→ Verilen Metin:
########

BU ÇOCUKLARA KULAK VERELİM…
Körpe beyinler, minik bedenler kocaman yürekli yavrular…
Neşeniz hiç bozulmasa keşke. En küçük bir riyanın olmadığı o masum bakışlarınız ve insana neşe veren kahkahalarınız daim olsun.
Ama olmuyor, olmayabiliyor işte. Bir aile kavgası, geçimsizlik ya da fakirlik…
Varoşların kaderi, bitmeyen kederi…
Üstüne tonlarca ağırlık yüklenmiş minik bir beden… Hayatının baharında kendisini kavgaların, kötü sözlerin tam ortasında bulmuş taze çocuk. Gözleri hep ıslak, zihni hep karışık…
“Annem babam kavga etti bu akşam, birbirlerine bağırıp çağırdılar, ben de odaya çekilip sessizce ağladım, çok üzüldüm” diyor ufaklık. “Sorumsuz”lardan daha sorumlu bir yaklaşımla…
Bu sadece varoşların derdi de olmayabilir. Pek çok yerde olan genel bir problemden bahsediyor da olabiliriz. Aile mefhumunun oluşturulup devamını getirebilme ve sağlam temeller üzerine bina edebilme zor iş olabilir.

########

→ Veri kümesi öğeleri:

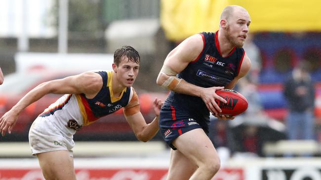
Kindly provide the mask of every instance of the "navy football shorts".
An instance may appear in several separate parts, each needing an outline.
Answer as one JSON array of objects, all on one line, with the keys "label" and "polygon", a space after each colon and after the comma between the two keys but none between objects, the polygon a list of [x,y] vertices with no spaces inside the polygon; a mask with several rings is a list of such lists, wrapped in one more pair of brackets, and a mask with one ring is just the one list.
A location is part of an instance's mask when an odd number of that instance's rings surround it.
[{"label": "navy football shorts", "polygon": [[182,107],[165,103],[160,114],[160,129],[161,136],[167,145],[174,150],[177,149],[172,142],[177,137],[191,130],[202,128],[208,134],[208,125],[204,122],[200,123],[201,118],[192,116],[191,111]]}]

########

→ Görevler:
A. Çocuklar üzerine yazıya göre aşağıdaki soruları yanıtlayın.
(i) Çocukların neşesini bozabilecek hangi üç şey sayılıyor?
(ii) Ufaklık, annesiyle babası kavga ettiğinde ne yaptığını söylüyor?
(iii) Zor iş olabileceği söylenen şey nedir?
B. Çocuklar üzerine yazıyı son cümlesinden sonra sürdürün.
Kayıtların bu işle hiçbir ilgisi yoktur.

→ Görevlere Göre Yanıtlar:
A.
(i) Aile kavgası, geçimsizlik ve fakirlik.
(ii) Odaya çekilip sessizce ağladığını söylüyor.
(iii) Aile mefhumunu oluşturup devamını getirebilmek ve onu sağlam temeller üzerine bina edebilmek.

B.
Evliliği yürütmek, o kutsal çatıyı yavrularla süsleyerek atiye ahlaklı, maneviyatlı dürüst ve eğitimli toplumlar bırakma gayreti herkeste olmalıdır. Ama yazık ki bu konuda büyük sıkıntılar mevcuttur.
Dağılan/problemli ailelere çokça şahit olmaktayız. Bu aileleri ve daha da önemlisi onların çocuklarını kurtarmalıyız.
Sağlam temeller üzerine bir toplum ve gelecek inşa etmek istiyorsak, ahlak sahibi, okuyan, irfanlı bir nesil amaçlıyorsak toplumu bulaşıcı bir hastalık gibi saran bu aile facialarına mutlaka dur demeliyiz.
Kadına şiddet, çocuklara şiddet ve töre gibi hiçbir şekilde dinimizde de yeri olmayan ancak toplumda vicdanları yaraladığı gibi kötü örneklik teşkil eden hastalıklara mani olunmalıdır.
Basın ve medya da bu konuda duyarlı olmalıdır. Her şeyi “haber özgürlüğü” mantığına koyduğunuzda bazı ihtimallerin/ihmallerin müsebbibi kim olacaktır? Aynı şekilde sorumsuz bir şekilde safi reyting uğruna halka izlettirilen saçma sapan diziler bu kötülüklerde etken değil midir?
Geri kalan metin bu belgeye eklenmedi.